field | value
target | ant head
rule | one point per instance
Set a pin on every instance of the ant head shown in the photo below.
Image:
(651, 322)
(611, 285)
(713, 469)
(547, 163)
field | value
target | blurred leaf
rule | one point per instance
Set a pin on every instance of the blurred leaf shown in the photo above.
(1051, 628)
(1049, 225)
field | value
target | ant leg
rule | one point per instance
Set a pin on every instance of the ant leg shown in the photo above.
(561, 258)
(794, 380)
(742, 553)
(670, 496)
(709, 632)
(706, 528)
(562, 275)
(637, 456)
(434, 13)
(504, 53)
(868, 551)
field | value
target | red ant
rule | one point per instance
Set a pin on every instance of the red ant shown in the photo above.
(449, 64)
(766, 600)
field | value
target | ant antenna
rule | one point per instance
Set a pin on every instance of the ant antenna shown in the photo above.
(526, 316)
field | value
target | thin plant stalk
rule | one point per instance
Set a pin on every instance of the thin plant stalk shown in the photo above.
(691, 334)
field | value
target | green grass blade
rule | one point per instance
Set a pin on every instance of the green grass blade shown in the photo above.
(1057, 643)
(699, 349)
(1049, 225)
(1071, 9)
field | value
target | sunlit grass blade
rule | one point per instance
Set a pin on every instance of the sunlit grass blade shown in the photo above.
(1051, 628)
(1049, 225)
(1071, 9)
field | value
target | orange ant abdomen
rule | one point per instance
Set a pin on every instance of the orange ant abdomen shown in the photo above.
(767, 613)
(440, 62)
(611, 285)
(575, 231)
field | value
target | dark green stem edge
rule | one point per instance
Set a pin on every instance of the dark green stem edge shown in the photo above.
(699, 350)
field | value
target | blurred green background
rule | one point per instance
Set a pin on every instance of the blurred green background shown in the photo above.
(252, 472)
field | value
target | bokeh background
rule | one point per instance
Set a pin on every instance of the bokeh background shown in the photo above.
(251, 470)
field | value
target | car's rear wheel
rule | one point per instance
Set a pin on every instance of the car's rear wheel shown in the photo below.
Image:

*REQUIRED ACTION:*
From the line containing "target | car's rear wheel" down to the final line of the records above, copy everything exactly and include nothing else.

*SOLUTION FOR THIS PROBLEM:*
target | car's rear wheel
rule | one point per instance
Set a pin on every instance of the car's rear wheel shown in the photo below.
Image:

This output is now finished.